Written instruction: Render each line of the material below as one string in a JSON list, skipping blank lines. Leave the pictures out.

Contour labeling entries:
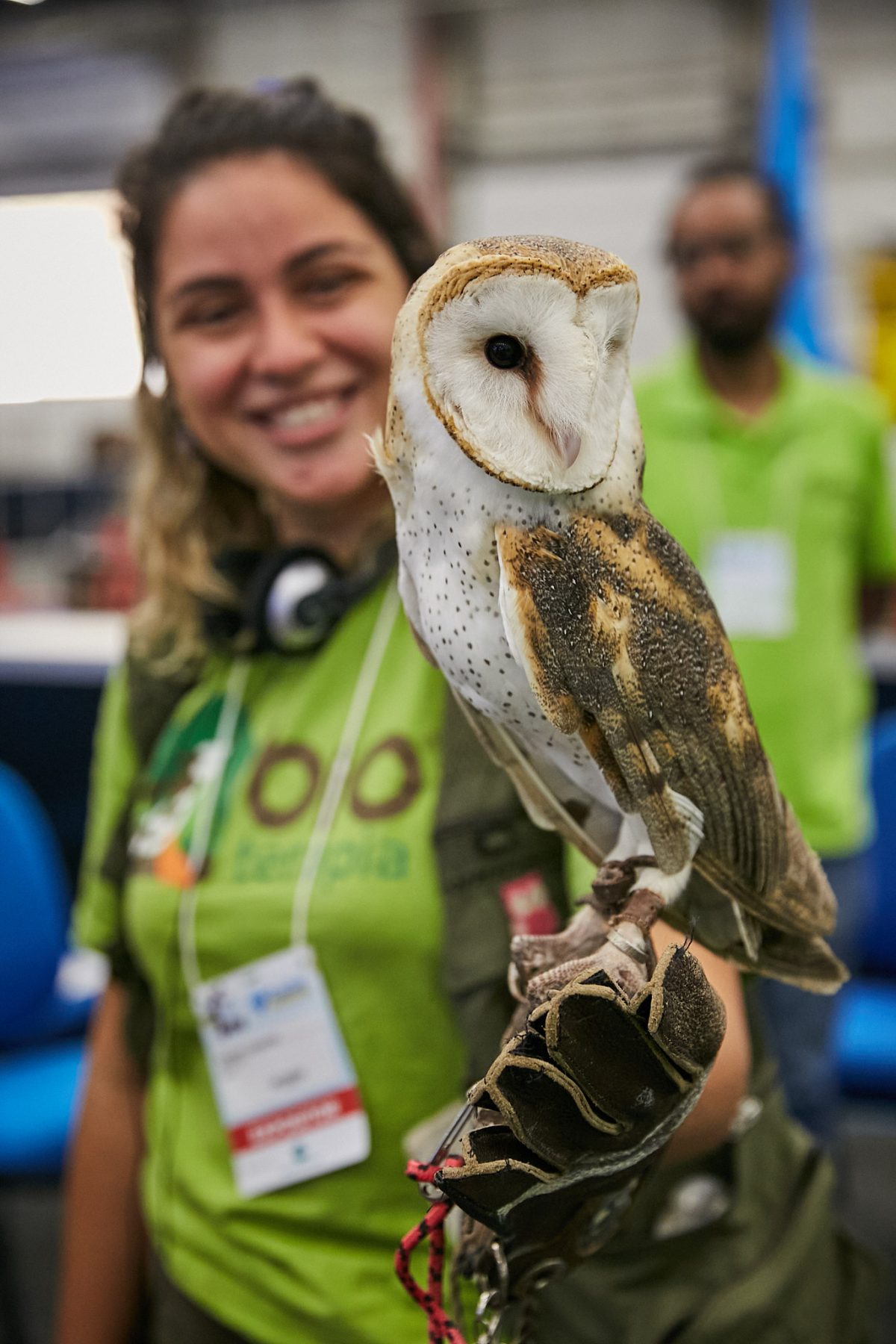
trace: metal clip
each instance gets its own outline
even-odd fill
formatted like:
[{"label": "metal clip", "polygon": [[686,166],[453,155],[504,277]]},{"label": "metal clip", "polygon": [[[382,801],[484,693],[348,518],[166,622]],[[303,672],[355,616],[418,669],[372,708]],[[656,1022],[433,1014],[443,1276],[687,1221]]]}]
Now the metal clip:
[{"label": "metal clip", "polygon": [[463,1110],[458,1111],[458,1114],[455,1116],[455,1118],[451,1121],[451,1128],[447,1130],[447,1133],[445,1134],[442,1142],[439,1144],[439,1146],[435,1149],[435,1152],[430,1157],[430,1167],[441,1167],[441,1164],[445,1161],[445,1159],[447,1157],[447,1154],[454,1148],[454,1144],[457,1142],[457,1140],[461,1137],[461,1134],[466,1129],[466,1126],[470,1122],[470,1120],[473,1120],[473,1113],[474,1111],[476,1111],[476,1106],[473,1106],[470,1102],[466,1103],[466,1106],[463,1107]]},{"label": "metal clip", "polygon": [[[492,1242],[490,1249],[494,1258],[497,1282],[494,1285],[486,1282],[480,1293],[480,1300],[476,1305],[476,1325],[484,1328],[476,1336],[476,1344],[494,1344],[501,1332],[508,1306],[510,1274],[506,1255],[500,1242]],[[485,1275],[477,1277],[480,1281],[485,1279]]]}]

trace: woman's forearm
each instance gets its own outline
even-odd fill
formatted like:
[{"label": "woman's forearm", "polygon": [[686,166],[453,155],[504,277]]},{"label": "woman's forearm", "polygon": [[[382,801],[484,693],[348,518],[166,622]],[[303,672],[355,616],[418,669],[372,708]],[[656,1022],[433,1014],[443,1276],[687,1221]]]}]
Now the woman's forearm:
[{"label": "woman's forearm", "polygon": [[141,1297],[142,1085],[111,982],[90,1034],[90,1074],[67,1173],[56,1344],[125,1344]]}]

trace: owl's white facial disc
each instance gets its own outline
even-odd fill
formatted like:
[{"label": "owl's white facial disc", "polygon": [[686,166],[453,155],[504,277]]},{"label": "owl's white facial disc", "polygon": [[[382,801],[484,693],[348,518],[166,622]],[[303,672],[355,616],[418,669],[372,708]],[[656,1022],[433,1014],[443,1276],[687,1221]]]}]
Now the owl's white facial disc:
[{"label": "owl's white facial disc", "polygon": [[[552,493],[602,481],[613,462],[638,306],[634,282],[579,297],[555,276],[465,286],[423,333],[439,418],[480,466]],[[497,337],[509,339],[509,344]],[[509,367],[496,364],[516,360]]]}]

Worked answer:
[
  "trace: metal clip",
  "each instance gets its own outline",
  "even-odd fill",
  "formatted like:",
  "[{\"label\": \"metal clip\", \"polygon\": [[686,166],[453,155],[504,277]]},{\"label\": \"metal clip\", \"polygon\": [[[382,801],[484,693],[348,518],[166,622]],[[303,672],[355,616],[418,669],[372,708]],[[656,1022],[433,1014],[443,1276],[687,1221]]]}]",
  "Now the metal clip:",
  "[{\"label\": \"metal clip\", \"polygon\": [[463,1110],[458,1111],[458,1114],[455,1116],[455,1118],[451,1121],[451,1128],[447,1130],[447,1133],[445,1134],[442,1142],[439,1144],[439,1146],[435,1149],[435,1152],[430,1157],[430,1167],[441,1167],[441,1164],[445,1161],[445,1159],[447,1157],[447,1154],[454,1148],[454,1144],[457,1142],[457,1140],[461,1137],[461,1134],[466,1129],[466,1126],[470,1122],[470,1120],[473,1120],[473,1113],[474,1111],[476,1111],[476,1106],[473,1106],[470,1102],[466,1103],[466,1106],[463,1107]]},{\"label\": \"metal clip\", \"polygon\": [[[492,1242],[490,1249],[494,1258],[497,1282],[494,1285],[486,1282],[480,1293],[480,1300],[476,1305],[476,1325],[484,1328],[476,1336],[476,1344],[494,1344],[501,1332],[508,1306],[510,1274],[506,1255],[500,1242]],[[485,1275],[477,1277],[480,1281],[485,1279]]]}]",
  "trace: woman's forearm",
  "each instance gets its own outline",
  "even-odd fill",
  "formatted like:",
  "[{\"label\": \"woman's forearm\", \"polygon\": [[686,166],[453,155],[504,277]]},{\"label\": \"woman's forearm\", \"polygon\": [[[382,801],[484,693],[348,518],[166,622]],[[303,672],[355,616],[418,669],[372,708]],[[656,1022],[433,1014],[443,1276],[687,1221]]]}]",
  "Now the woman's forearm:",
  "[{\"label\": \"woman's forearm\", \"polygon\": [[141,1297],[142,1085],[111,982],[90,1034],[90,1074],[67,1173],[56,1344],[125,1344]]}]",
  "trace: owl's white facial disc",
  "each instance gets its own outline",
  "even-odd fill",
  "formatted like:",
  "[{\"label\": \"owl's white facial disc\", \"polygon\": [[686,166],[453,155],[504,277]]},{\"label\": \"owl's white facial disc\", \"polygon\": [[[382,801],[484,693],[348,518],[166,622]],[[303,672],[355,616],[418,669],[372,708]],[[656,1022],[433,1014],[443,1276],[687,1221]]]}]",
  "Now the owl's white facial disc:",
  "[{\"label\": \"owl's white facial disc\", \"polygon\": [[[552,493],[602,481],[613,462],[638,306],[634,282],[579,297],[555,276],[465,286],[423,333],[439,418],[480,466]],[[497,337],[509,339],[509,344]],[[509,367],[496,364],[516,360]]]}]"
]